§ PAGE TEXT
- From: Ilya Basin <basinilya@gmail.com>
- Date: Sun, 25 Jul 2010 17:17:28 +0400
- To: Ilya Basin <basinilya@gmail.com>
- CC: html-tidy@w3.org
IB> some background. I want to convert any html doc to a valid xml (small
IB> losses during conversion are acceptable)
IB> Then I plan to use XPath to extract portions of the document and
IB> finally convert them back to html.
IB> I don't want to care about encoding (in worst case I plan to extract
IB> the charset from http response or from the 'meta' tag when I already
IB> have the xml and put it to the resulting html)
IB> I use tidy options:
IB> --output-xml yes # to obtain xml
IB> --input-encoding raw --output-encoding raw # so tidy won't try to
IB> # convert national chars
IB> # to '&***;' sequences
IB> I cap the produced xml document with the following string:
IB> <?xml version="1.0" encoding="ascii"?>
IB> in case that the XML parser (now it's just Firefox) has utf-8 by
IB> default.
IB> *********************************************************************
IB> Now the problem rises: The first complex html I downloaded contained
IB> '—'. And even though I use 'raw' encoding, tidy converts —
IB> to char '0x14' and prints:
IB> Warning: replacing invalid numeric character reference 151
IB> As the result, firefox prints the following:
IB> XML Parsing Error: not well-formed
IB> Location: file:///.snapshots/persist/builds/sgml/vs/tes3.xml
IB> Line Number 8, Column 22:
IB> <body>bad character: </body>
IB> ---------------------^
IB> script :
IB> (
IB> echo '<?xml version="1.0" encoding="ascii"?>'
IB> cat test.html | tidy --force-output yes --output-xml yes --input-encoding raw --output-encoding raw
IB> ) >tes3.xml
IB> test.html :
IB> <html>
IB> <body>
IB> bad character: —
IB> </body>
IB> </html>
proposed patch (preserve-all-numeric-entities.patch). waiting for
comments.

§ RECORDS PROVIDED
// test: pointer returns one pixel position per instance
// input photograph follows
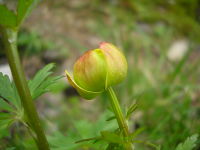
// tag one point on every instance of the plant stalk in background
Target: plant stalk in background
(10, 44)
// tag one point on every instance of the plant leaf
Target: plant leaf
(111, 137)
(9, 93)
(7, 17)
(189, 143)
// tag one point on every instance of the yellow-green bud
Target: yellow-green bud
(98, 69)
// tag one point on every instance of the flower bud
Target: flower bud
(98, 69)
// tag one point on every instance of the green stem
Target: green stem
(119, 116)
(10, 42)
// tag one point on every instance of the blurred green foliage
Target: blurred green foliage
(167, 92)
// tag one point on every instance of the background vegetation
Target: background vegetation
(161, 42)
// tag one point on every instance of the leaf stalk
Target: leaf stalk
(9, 37)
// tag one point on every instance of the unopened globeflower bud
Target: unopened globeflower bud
(98, 69)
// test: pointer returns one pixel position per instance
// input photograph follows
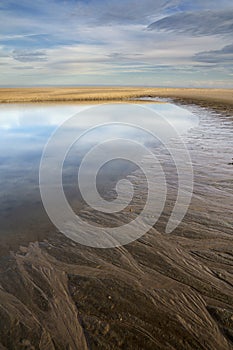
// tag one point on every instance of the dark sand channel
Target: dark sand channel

§ WHAT TO WORK ON
• a. Can you reproduce the tidy mailing-list message word for word, starting at "- From: Ilya" and ending at "back to html."?
• b. Could you resume the mailing-list message about converting HTML to XML with tidy, writing on from its final line?

§ OUTPUTS FOR THE TASKS
• a.
- From: Ilya Basin <basinilya@gmail.com>
- Date: Sun, 25 Jul 2010 17:17:28 +0400
- To: Ilya Basin <basinilya@gmail.com>
- CC: html-tidy@w3.org
IB> some background. I want to convert any html doc to a valid xml (small
IB> losses during conversion are acceptable)
IB> Then I plan to use XPath to extract portions of the document and
IB> finally convert them back to html.

• b.
--- tidy.old/src/lexer.c 2008-03-23 00:06:55.000000000 +0300
+++ tidy.new/src/lexer.c 2010-07-25 17:08:28.000000000 +0400
@@ -900,7 +900,7 @@
/* deal with unrecognized or invalid entities */
/* #433012 - fix by Randy Waki 17 Feb 01 */
/* report invalid NCR's - Terry Teague 01 Sep 01 */
- if ( !found || (ch >= 128 && ch <= 159) || (ch >= 256 && c != ';') )
+ if ( !found || (!preserveEntities && ((ch >= 128 && ch <= 159) || (ch >= 256 && c != ';'))) )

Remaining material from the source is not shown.